## WHAT NEEDS TO BE DONE:
Below are records; transcribe each one exactly.

## RECORDS FOR THIS EXERCISE:
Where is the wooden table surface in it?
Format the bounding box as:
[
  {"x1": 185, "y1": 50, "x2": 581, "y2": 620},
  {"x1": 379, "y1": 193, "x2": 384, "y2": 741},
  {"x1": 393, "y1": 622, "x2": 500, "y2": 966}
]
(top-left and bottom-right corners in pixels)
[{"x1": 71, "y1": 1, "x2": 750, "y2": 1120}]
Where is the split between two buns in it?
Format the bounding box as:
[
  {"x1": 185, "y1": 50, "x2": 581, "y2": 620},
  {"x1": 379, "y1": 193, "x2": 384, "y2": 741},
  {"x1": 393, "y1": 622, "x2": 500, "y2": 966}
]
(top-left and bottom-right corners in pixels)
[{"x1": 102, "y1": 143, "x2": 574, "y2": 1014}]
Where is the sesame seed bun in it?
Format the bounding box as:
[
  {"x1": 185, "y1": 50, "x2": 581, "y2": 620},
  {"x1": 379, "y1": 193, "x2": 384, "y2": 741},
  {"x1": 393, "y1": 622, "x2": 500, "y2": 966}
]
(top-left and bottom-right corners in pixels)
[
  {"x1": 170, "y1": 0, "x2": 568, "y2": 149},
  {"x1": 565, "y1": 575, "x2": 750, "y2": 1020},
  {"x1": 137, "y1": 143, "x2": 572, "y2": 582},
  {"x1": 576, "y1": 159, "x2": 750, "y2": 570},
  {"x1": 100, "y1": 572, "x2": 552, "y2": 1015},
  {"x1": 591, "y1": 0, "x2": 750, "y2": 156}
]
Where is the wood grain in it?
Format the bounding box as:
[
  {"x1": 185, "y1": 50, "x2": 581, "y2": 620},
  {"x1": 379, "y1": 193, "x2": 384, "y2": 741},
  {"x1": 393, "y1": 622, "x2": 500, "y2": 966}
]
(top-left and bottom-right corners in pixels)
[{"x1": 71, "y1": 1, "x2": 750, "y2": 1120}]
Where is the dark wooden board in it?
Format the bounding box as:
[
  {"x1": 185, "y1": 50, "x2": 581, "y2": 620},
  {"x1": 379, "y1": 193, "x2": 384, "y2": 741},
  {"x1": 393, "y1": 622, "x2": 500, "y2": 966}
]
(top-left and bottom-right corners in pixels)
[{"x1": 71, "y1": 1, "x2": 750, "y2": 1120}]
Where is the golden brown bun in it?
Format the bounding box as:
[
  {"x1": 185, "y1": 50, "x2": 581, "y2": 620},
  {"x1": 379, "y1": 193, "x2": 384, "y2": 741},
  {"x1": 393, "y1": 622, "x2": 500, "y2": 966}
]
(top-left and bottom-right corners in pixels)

## EXERCISE RESULT:
Where is the wooden table surface in it?
Format the bounding box as:
[
  {"x1": 185, "y1": 50, "x2": 581, "y2": 620},
  {"x1": 379, "y1": 193, "x2": 384, "y2": 741},
  {"x1": 393, "y1": 622, "x2": 500, "y2": 966}
]
(top-left and bottom-right corners in pixels)
[{"x1": 71, "y1": 1, "x2": 750, "y2": 1120}]
Where is the split between two buns in it?
Format the bounding box as:
[
  {"x1": 185, "y1": 50, "x2": 581, "y2": 620},
  {"x1": 379, "y1": 193, "x2": 384, "y2": 741},
  {"x1": 393, "y1": 622, "x2": 500, "y2": 966}
]
(top-left and bottom-right corners in pixels)
[{"x1": 102, "y1": 143, "x2": 574, "y2": 1014}]
Where is the sesame seed bun in it?
Format the bounding box as:
[
  {"x1": 185, "y1": 50, "x2": 581, "y2": 620},
  {"x1": 379, "y1": 193, "x2": 384, "y2": 741},
  {"x1": 393, "y1": 622, "x2": 500, "y2": 966}
]
(top-left and bottom-right corners in pixels)
[
  {"x1": 170, "y1": 0, "x2": 568, "y2": 149},
  {"x1": 565, "y1": 575, "x2": 750, "y2": 1020},
  {"x1": 137, "y1": 143, "x2": 572, "y2": 582},
  {"x1": 576, "y1": 159, "x2": 750, "y2": 570},
  {"x1": 100, "y1": 572, "x2": 552, "y2": 1015},
  {"x1": 591, "y1": 0, "x2": 750, "y2": 156}
]
Where is the wood grain in it?
Format the bounding box as:
[
  {"x1": 185, "y1": 50, "x2": 581, "y2": 620},
  {"x1": 379, "y1": 193, "x2": 384, "y2": 741},
  {"x1": 393, "y1": 622, "x2": 500, "y2": 966}
]
(top-left and bottom-right corners in pixels)
[{"x1": 71, "y1": 1, "x2": 750, "y2": 1120}]
Where is the dark wooden board in it?
Format the bounding box as:
[
  {"x1": 185, "y1": 50, "x2": 581, "y2": 620},
  {"x1": 379, "y1": 193, "x2": 384, "y2": 741},
  {"x1": 393, "y1": 622, "x2": 500, "y2": 966}
]
(top-left and bottom-right corners in pixels)
[{"x1": 71, "y1": 1, "x2": 750, "y2": 1120}]
Where is the golden brown bun in it?
Format the bounding box as:
[
  {"x1": 185, "y1": 50, "x2": 581, "y2": 620},
  {"x1": 379, "y1": 193, "x2": 384, "y2": 741},
  {"x1": 393, "y1": 622, "x2": 500, "y2": 966}
]
(top-left and bottom-right corners in pixels)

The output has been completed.